Friday, July 28, 2006

It's OVER!

Another successful VBS under the belt.

Even though I didn't get home until after 9pm all this week.

Even though I have multiple bruises on both knees from crawling through our "tunnel" almost a dozen times.

Two criers, one farter, 5 days x 3 rotations = fifteen skits.

You *know* you want to know more.

So...
Day 1 = the story about the four friends who lowered the paralyzed man in through the roof to see Jesus. I was the person waiting for the "roofers" to come and fix the hole in the roof.
Day 2 = Lazarus. I was Lazarus's friend Levi.
Day 3 = Zebedee advertizing for two fisherman positions after his (her?) sons left to follow Jesus. I was Zebedee, and the kids didn't seem to notice the discrepancy.
Day 4 = Two people in a cave, hiding out from the Roman soldiers after Jesus died and was resurrected. And oh yes, we built a cave, complete with tunnels.

→ ACTIVITY 1:
Based on the VBS blog post, say whether each statement agrees with it. Answer yes or no, and quote the words that decide it.
(a) The writer played Lazarus on Day 2.
(b) The writer has bruises on both knees from crawling through the tunnel.
(c) The Day 4 skit took place in a cave.
→ ACTIVITY 2: Pull out the part of the VBS blog post from "Day 2 = Lazarus." up to and including "complete with tunnels.", copied word for word.
Answer using only the VBS blog post.

→ DATA EXTRACTS:
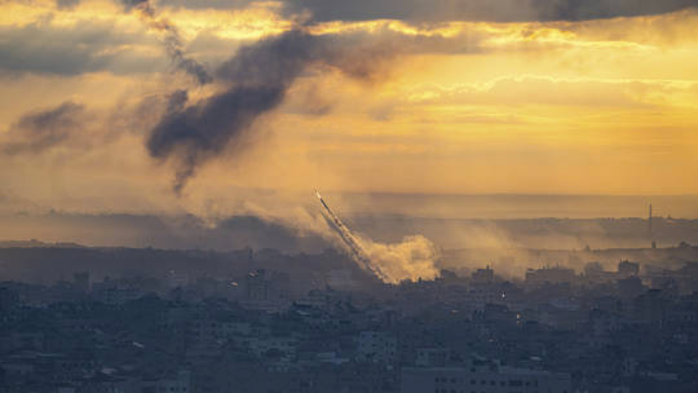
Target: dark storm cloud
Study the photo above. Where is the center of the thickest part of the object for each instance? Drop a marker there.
(462, 10)
(257, 79)
(172, 40)
(484, 10)
(259, 76)
(41, 130)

→ ANSWER BOX 1:
(a) No: "I was Lazarus's friend Levi."
(b) Yes: "I have multiple bruises on both knees from crawling through our "tunnel" almost a dozen times."
(c) Yes: "Two people in a cave, hiding out from the Roman soldiers after Jesus died and was resurrected."

→ ANSWER BOX 2:
Day 2 = Lazarus. I was Lazarus's friend Levi.
Day 3 = Zebedee advertizing for two fisherman positions after his (her?) sons left to follow Jesus. I was Zebedee, and the kids didn't seem to notice the discrepancy.
Day 4 = Two people in a cave, hiding out from the Roman soldiers after Jesus died and was resurrected. And oh yes, we built a cave, complete with tunnels.